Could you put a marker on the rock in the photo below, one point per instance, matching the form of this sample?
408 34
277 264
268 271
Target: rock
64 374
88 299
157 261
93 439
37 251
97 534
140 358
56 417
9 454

• WHAT YOU ARE ASKED TO DO: Which lines of the records contain the word "rock"? Pick out each of those lines and copy it in full.

• ANSWER BELOW:
Could you put a marker on the rock in the photo below, one point per instance, matching the form of this sample?
Target: rock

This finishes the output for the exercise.